What the task requires => Please return each line of the material below that contains the word "green".

++++

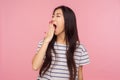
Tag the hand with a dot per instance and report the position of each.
(49, 35)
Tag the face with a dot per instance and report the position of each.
(58, 21)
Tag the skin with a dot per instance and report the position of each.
(59, 31)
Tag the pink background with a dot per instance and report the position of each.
(23, 23)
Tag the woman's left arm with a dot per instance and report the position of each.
(80, 73)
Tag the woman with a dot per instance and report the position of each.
(60, 56)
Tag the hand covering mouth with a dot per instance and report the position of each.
(55, 26)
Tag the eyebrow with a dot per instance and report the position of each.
(57, 14)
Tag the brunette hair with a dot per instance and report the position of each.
(72, 39)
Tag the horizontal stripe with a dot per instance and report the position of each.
(59, 69)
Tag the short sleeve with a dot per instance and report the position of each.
(83, 56)
(39, 45)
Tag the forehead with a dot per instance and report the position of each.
(57, 12)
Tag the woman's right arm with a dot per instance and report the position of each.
(38, 58)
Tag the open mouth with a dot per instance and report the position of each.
(55, 26)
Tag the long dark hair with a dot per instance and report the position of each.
(72, 39)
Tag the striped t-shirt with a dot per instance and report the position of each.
(58, 69)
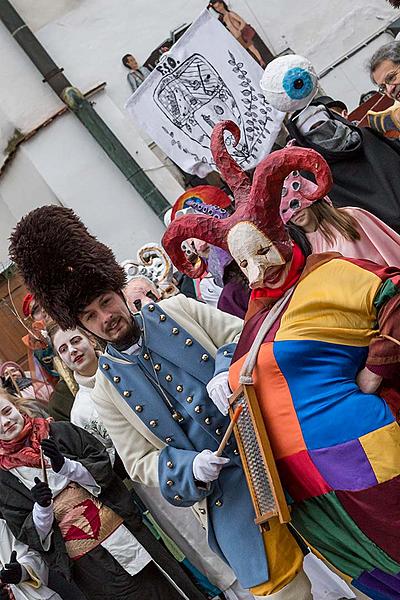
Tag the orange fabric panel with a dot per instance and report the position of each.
(276, 403)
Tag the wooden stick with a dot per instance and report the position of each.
(43, 466)
(229, 430)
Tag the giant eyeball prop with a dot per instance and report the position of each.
(289, 83)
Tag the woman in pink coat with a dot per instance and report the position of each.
(353, 232)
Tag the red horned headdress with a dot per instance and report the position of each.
(256, 204)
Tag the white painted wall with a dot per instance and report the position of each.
(88, 39)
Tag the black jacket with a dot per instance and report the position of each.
(367, 176)
(75, 443)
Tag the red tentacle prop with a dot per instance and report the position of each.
(268, 180)
(233, 174)
(203, 227)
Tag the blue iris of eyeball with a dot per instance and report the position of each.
(297, 83)
(289, 83)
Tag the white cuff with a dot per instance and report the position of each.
(75, 471)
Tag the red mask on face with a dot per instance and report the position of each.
(256, 202)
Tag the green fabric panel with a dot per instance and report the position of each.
(169, 543)
(326, 526)
(385, 292)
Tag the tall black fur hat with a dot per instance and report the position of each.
(62, 264)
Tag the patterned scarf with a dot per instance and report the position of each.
(24, 450)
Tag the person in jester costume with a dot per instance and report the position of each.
(319, 372)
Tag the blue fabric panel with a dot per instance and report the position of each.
(329, 404)
(180, 472)
(224, 357)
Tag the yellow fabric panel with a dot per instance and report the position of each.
(285, 558)
(382, 448)
(333, 303)
(34, 580)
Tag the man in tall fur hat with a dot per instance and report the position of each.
(154, 384)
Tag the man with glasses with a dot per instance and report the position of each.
(384, 68)
(365, 165)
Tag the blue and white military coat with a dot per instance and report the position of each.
(184, 344)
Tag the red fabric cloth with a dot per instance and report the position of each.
(24, 450)
(301, 478)
(296, 268)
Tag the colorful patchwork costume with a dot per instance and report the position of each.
(337, 449)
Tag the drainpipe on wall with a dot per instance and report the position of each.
(82, 109)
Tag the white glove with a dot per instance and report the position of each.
(207, 466)
(219, 391)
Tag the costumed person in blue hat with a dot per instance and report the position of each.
(154, 388)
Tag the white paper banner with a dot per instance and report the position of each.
(206, 77)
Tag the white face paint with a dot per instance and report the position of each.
(11, 421)
(257, 256)
(76, 351)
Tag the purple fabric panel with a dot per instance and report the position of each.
(344, 466)
(385, 584)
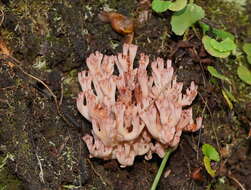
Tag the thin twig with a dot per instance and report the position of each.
(2, 17)
(41, 173)
(211, 115)
(198, 144)
(236, 181)
(62, 91)
(98, 174)
(17, 63)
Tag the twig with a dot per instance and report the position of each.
(198, 144)
(236, 181)
(211, 115)
(17, 63)
(2, 17)
(62, 91)
(98, 174)
(41, 173)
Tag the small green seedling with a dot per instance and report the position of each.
(162, 6)
(247, 50)
(244, 73)
(222, 45)
(186, 17)
(216, 74)
(210, 154)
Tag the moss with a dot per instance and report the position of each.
(7, 180)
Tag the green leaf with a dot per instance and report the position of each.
(244, 74)
(206, 40)
(178, 5)
(230, 95)
(227, 99)
(186, 17)
(210, 152)
(224, 46)
(249, 59)
(222, 34)
(160, 6)
(207, 164)
(216, 74)
(247, 50)
(204, 27)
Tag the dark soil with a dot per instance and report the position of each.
(52, 39)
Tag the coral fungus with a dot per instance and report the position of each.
(133, 113)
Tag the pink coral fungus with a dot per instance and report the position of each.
(133, 113)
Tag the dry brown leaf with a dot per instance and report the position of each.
(4, 50)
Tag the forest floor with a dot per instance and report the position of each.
(41, 129)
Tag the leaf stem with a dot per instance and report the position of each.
(161, 168)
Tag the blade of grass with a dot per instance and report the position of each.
(161, 168)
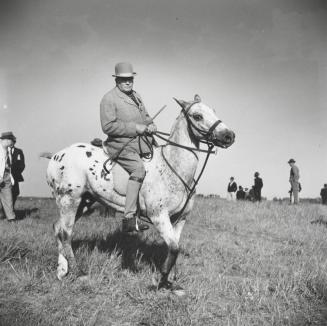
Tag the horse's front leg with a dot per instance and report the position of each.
(63, 228)
(178, 227)
(171, 236)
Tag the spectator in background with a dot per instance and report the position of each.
(17, 161)
(258, 184)
(323, 194)
(231, 189)
(6, 204)
(240, 194)
(294, 180)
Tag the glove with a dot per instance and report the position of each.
(151, 129)
(140, 129)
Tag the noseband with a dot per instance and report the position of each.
(207, 134)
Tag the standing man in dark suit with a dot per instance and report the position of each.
(17, 159)
(231, 189)
(258, 184)
(294, 180)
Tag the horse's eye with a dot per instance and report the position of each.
(197, 117)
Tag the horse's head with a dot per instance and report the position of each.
(203, 123)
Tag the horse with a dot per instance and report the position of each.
(78, 174)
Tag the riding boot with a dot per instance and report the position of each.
(130, 222)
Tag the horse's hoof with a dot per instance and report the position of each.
(82, 278)
(61, 273)
(179, 291)
(173, 288)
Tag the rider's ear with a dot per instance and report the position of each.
(182, 103)
(197, 98)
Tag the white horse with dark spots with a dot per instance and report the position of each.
(77, 174)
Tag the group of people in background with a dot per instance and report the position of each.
(240, 193)
(254, 194)
(12, 165)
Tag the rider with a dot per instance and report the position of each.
(129, 128)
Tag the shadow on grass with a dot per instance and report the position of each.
(130, 247)
(21, 214)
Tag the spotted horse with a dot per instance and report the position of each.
(76, 174)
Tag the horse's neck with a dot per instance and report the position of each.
(183, 161)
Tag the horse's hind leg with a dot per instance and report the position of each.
(63, 228)
(171, 237)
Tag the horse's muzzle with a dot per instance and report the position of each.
(224, 139)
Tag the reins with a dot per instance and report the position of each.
(190, 189)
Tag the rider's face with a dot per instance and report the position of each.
(125, 84)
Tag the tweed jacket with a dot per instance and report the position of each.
(119, 115)
(294, 174)
(3, 159)
(17, 164)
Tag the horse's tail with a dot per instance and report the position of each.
(47, 155)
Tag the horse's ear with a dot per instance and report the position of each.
(197, 98)
(182, 103)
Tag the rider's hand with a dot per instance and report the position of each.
(151, 129)
(140, 129)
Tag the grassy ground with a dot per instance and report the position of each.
(241, 264)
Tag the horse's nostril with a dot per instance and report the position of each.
(228, 138)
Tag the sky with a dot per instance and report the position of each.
(261, 64)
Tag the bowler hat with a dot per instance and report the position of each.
(8, 135)
(96, 142)
(124, 69)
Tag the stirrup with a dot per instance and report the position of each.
(133, 224)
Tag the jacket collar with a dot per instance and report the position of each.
(126, 98)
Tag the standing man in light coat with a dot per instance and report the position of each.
(6, 202)
(129, 127)
(294, 180)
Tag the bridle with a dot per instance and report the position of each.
(208, 140)
(207, 134)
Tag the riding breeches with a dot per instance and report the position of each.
(133, 164)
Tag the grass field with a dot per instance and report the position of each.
(241, 264)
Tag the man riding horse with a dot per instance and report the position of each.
(129, 127)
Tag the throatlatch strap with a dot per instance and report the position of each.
(136, 179)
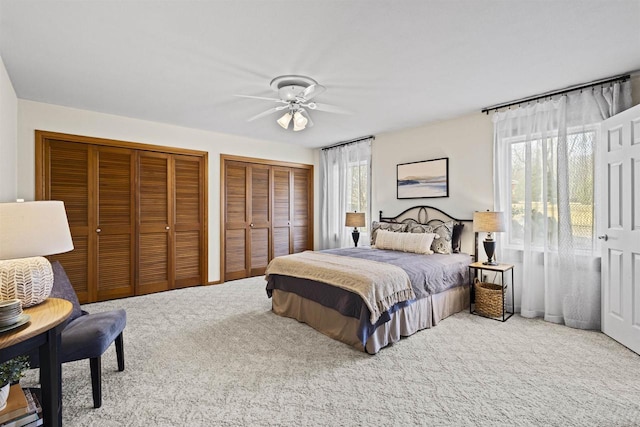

++++

Task output =>
Tag the green fabric panel with a dot per instance and report the position of each.
Tag the small green seedling with a dot per instance and report the position of each.
Tag the green leaf with a dot per instance and report the position of each.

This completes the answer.